__Texte de la page__.
========================
Les Frères musulmans n’ont pas pris le pouvoir à Damas. Obama n’a pas impliqué les Etats Unis au côté des Frères musulmans syriens parce qu’il n’a pas osé défier la Russie et l’Iran. Les Européens ont adopté l’attitude d’Obama.
Des centaines de milliers de réfugiés syriens ont pris la route de l’exil, pour une bonne partie, celle de la Turquie.
Les régions kurdes de Syrie ont acquis une autonomie précaire porteuse de risques de troubles en Turquie.
Le récent voyage d’Erdogan à Washington n’a pas fait bouger Obama.
En ce contexte, aux fins de continuer sur sa lancée, Erdogan veut faire modifier la Constitution turque pour que le Président ait davantage de pouvoir, et il veut se présenter aux élections présidentielles de 2014.
La jeunesse turque vivant dans les grandes villes voit d’un très mauvais œil la diplomatie régionale d’Erdogan, son implication dans le conflit syrien, ses liens avec des organisations telles que le Hamas, tout comme elle voit d’un très mauvais œil la ré-islamisation du pays. Elle s’inquiète des dérives autoritaires d’Erdogan, et de la perspective d’une présidence Erdogan en 2014.
Un projet de réaménagement des abords de la place Taksim, et une réaction violente d’Erdogan ont mis le feu aux poudres.
Une bonne part de la jeunesse turque ne veut pas de la montée de l’islam radical en Turquie, et voit en Erdogan le vecteur de cette montée.
L’hostilité à l’islam radical est ce qui l’unit. La défense de la liberté individuelle et de la liberté de choix l’imprègne. La mise au pas des médias et de la justice la révolte. La Turquie compte présentement une centaine de journalistes emprisonnés sous des prétextes spécieux.
Malheureusement, il n’existe aucune autre forme d’unité chez ceux qui s’opposent à Erdogan. On trouve parmi eux des kemalistes nationalistes partisans d’un retour à la grandeur ottomane, des libéraux à l’européenne, quelques gens de gauche, voire d’extrême gauche.
Le mouvement risque dès lors de retomber.
Erdogan gardera des chances d’être élu en 2014, faute d’adversaire. Il devra remarquer que, partout dans les rues des grandes villes, on distribue des drapeaux sur lesquels est imprimé le portrait de Mustapha Kemal. Se réclamer, globalement, au delà du kemalisme, de Mustapha Kemal, c’est envoyer un message clair à Erdogan.
Des hommes tels qu’Abdullah Gül, actuel Président de la Turquie, membre lui-même de l’AKP, se sont dissociés d’Erdogan et ont appelé celui-ci à la modération, tout comme, depuis les Etats-Unis où il réside dans un exil choisi, Fethullah Gülen, disciple de Said Nursi, et principale figure spirituelle de l’islam turc contemporain.
Nul ne peut savoir précisément ce qui va suivre. Il est néanmoins très raisonnable de penser qu’Erdogan ne pourra pas ne pas tenir compte de la révolte anti-islamique et anti-autoritaire qui vient de se produire.
Il est très raisonnable de penser que la Turquie restera, grâce à la vigilance de ceux qui se sont révoltés, une démocratie musulmane.
========================
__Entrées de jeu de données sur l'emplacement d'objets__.
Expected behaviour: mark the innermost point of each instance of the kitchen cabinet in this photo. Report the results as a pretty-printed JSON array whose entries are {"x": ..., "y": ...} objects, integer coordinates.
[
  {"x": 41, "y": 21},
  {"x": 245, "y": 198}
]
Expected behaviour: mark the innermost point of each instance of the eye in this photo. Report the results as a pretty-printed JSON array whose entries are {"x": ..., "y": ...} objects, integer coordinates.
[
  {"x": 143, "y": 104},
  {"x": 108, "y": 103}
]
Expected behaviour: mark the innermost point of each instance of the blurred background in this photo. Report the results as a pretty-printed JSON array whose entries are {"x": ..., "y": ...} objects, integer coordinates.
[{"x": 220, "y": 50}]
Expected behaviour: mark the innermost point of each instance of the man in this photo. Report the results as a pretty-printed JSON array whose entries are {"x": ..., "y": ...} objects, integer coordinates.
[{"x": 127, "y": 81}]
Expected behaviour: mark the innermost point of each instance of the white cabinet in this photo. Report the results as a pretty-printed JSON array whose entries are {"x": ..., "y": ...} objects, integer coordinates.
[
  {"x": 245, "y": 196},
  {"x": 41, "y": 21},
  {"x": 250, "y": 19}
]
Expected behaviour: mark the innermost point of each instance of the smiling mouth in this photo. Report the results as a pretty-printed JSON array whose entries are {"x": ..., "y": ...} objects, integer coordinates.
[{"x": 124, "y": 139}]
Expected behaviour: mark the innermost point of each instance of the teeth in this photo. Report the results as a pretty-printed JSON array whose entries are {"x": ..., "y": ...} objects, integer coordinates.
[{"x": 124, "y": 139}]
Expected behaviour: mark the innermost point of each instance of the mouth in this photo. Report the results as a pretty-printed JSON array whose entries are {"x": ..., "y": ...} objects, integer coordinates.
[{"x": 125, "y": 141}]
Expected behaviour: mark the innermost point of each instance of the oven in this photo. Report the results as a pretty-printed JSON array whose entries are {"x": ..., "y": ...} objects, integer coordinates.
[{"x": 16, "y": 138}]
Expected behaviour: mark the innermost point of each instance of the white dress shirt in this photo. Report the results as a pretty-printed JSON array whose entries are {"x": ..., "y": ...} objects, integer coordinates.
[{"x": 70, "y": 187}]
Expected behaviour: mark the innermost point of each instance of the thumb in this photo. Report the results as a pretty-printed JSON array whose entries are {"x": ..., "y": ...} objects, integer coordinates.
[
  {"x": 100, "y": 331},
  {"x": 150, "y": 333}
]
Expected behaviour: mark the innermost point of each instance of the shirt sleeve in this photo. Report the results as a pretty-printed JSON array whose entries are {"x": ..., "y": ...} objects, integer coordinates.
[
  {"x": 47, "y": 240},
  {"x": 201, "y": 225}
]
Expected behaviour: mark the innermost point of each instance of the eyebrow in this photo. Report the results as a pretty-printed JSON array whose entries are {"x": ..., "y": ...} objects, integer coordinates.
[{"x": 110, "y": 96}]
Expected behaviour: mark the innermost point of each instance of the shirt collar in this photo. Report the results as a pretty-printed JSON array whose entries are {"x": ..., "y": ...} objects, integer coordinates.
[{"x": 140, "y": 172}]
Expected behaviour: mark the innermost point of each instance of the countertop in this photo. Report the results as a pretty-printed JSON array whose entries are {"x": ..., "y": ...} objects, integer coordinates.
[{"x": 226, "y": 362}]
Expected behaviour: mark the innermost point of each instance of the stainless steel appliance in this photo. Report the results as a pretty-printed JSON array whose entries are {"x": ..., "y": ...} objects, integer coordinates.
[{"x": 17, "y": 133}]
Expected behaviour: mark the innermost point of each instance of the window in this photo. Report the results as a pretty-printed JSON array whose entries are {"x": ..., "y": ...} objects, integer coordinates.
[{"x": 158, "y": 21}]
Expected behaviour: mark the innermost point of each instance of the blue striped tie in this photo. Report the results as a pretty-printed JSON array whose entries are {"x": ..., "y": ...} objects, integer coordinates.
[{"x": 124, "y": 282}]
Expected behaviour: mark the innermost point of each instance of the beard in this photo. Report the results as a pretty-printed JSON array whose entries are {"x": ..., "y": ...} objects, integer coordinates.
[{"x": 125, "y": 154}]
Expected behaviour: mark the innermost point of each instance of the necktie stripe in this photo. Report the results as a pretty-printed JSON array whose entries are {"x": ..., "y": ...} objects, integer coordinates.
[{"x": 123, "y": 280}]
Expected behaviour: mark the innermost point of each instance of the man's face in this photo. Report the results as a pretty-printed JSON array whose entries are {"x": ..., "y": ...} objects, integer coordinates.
========================
__Consigne A__.
Reprenez le texte de la page en commençant aux mots «Le mouvement risque» et en vous arrêtant après «l’islam turc contemporain.», et substituez-y «banderoles» à «drapeaux», s'il vous plaît.
__Consigne B__.
Relevez toutes les personnes désignées par leur nom dans le texte de la page.

__Résultat attendu A__.
Le mouvement risque dès lors de retomber.
Erdogan gardera des chances d’être élu en 2014, faute d’adversaire. Il devra remarquer que, partout dans les rues des grandes villes, on distribue des banderoles sur lesquels est imprimé le portrait de Mustapha Kemal. Se réclamer, globalement, au delà du kemalisme, de Mustapha Kemal, c’est envoyer un message clair à Erdogan.
Des hommes tels qu’Abdullah Gül, actuel Président de la Turquie, membre lui-même de l’AKP, se sont dissociés d’Erdogan et ont appelé celui-ci à la modération, tout comme, depuis les Etats-Unis où il réside dans un exil choisi, Fethullah Gülen, disciple de Said Nursi, et principale figure spirituelle de l’islam turc contemporain.

__Résultat attendu B__.
Obama, Erdogan, Mustapha Kemal, Abdullah Gül, Fethullah Gülen, Said Nursi